__APPLY WHAT YOU READ__.
1: In the blog entry about an upcoming doctor's appointment, how many days away is the appointment?
2: Write the next part of the blog entry about the upcoming doctor's appointment, starting after its final sentence.

__TEXT SHOWN__.

06/09/2012
So, now that my doctor’s appointment is 10 days away instead of 3 months, it’s time to start cowering back from everything I intended to do.
At least, it feels that way.
I want to be “strong” and go through with the whole honesty thing, but it’s so hard when being “strong” is really admitting weakness. I’m not sure that’s strong. And I’m not sure it’s right.
If I can hold it together, I’m obviously not that “sick.” And I don’t want to be a bother, with therapy and medications I can’t afford. I don’t even drive, so I can’t take myself to appointments. I don’t want to involve other people because I can’t stomach the thought of being “taken care of.” I’m an adult, I can’t act like one, so leave me alone in my shame and uselessness.
I was reading a blog today and getting pissed off. It was written by a woman who was well over 300 lbs about how she’s “healthy,” no diabetes, no blood pressure problems, no cholesterol issues. So, she doesn’t need to lose weight. It’s just not fair. I’m down about 25 lbs from my heaviest weight, and I am seeing any health benefits? Nope. Still fucking diabetic. Still exactly as disgusting and sick as I was 25 lbs ago. At least my blood pressure’s always been fine.

__SUPPLIED INFORMATION__.
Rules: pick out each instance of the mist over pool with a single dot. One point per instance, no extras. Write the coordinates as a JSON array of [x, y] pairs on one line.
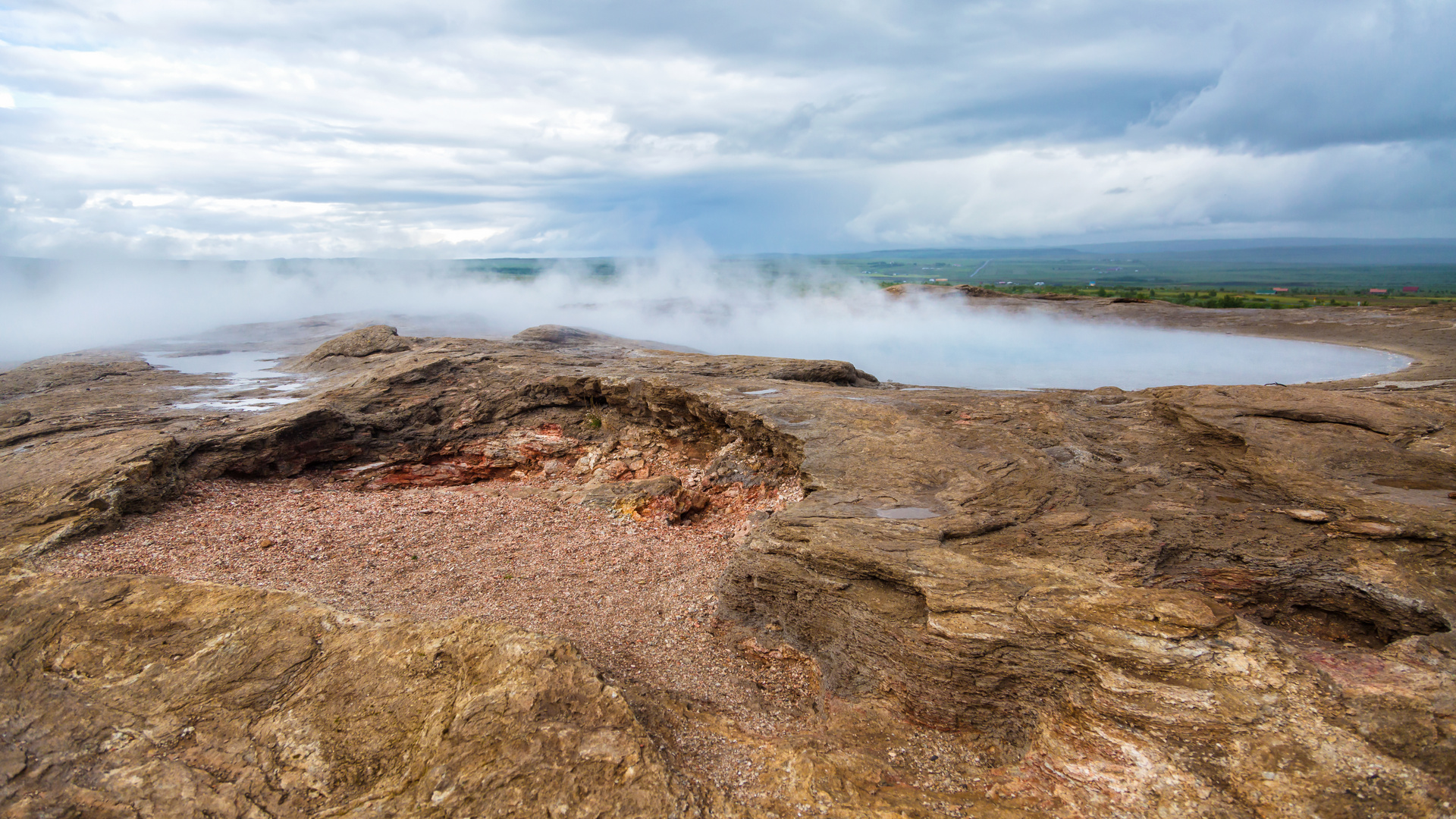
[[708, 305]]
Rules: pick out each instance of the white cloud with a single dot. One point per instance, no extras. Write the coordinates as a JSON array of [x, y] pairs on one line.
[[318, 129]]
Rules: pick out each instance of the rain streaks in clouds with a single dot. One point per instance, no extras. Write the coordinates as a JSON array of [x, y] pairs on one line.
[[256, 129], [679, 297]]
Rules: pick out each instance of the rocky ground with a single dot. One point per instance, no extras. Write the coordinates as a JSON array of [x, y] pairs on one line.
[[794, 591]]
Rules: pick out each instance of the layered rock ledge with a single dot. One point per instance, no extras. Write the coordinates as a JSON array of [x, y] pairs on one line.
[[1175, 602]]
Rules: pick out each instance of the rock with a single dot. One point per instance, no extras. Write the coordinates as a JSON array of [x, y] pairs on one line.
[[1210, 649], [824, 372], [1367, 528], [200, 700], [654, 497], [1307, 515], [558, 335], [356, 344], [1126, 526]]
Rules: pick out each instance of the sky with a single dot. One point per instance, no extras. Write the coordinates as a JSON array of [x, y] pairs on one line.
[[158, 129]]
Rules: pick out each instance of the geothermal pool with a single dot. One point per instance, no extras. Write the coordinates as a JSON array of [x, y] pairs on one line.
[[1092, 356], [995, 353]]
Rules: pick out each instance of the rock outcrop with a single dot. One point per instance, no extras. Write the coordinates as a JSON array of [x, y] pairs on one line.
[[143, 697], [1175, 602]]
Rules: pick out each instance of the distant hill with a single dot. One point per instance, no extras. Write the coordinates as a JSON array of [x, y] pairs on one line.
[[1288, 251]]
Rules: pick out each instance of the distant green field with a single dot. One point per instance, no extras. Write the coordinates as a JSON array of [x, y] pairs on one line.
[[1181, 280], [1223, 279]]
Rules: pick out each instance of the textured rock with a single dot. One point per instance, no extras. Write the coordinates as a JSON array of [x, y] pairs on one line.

__TASK-BY-TASK RESULTS__.
1: 10 days.

2:
I guess I just got the lucky draw for my meat sack body. Total lemon. Crapped out on me at 14; what’s the point of even trying?
Of course, I intended on being dead by 18. Maybe my meat sack just came with an earlier expiration date than everyone else’s.
I have a bug bite on my hip that’s approximately the size of texas, and that’s pissing me off. I need to find hydrocortisone cream. And something tall to fling myself off.
Sigh.
Actually, admitting something you’re ashamed of takes ALOT of strength..if it was easy, you wouldn’t want to run from it. And even adults need to be “taken care of”. Everybody needs to sometime. And there is NOTHING wrong or weak about it.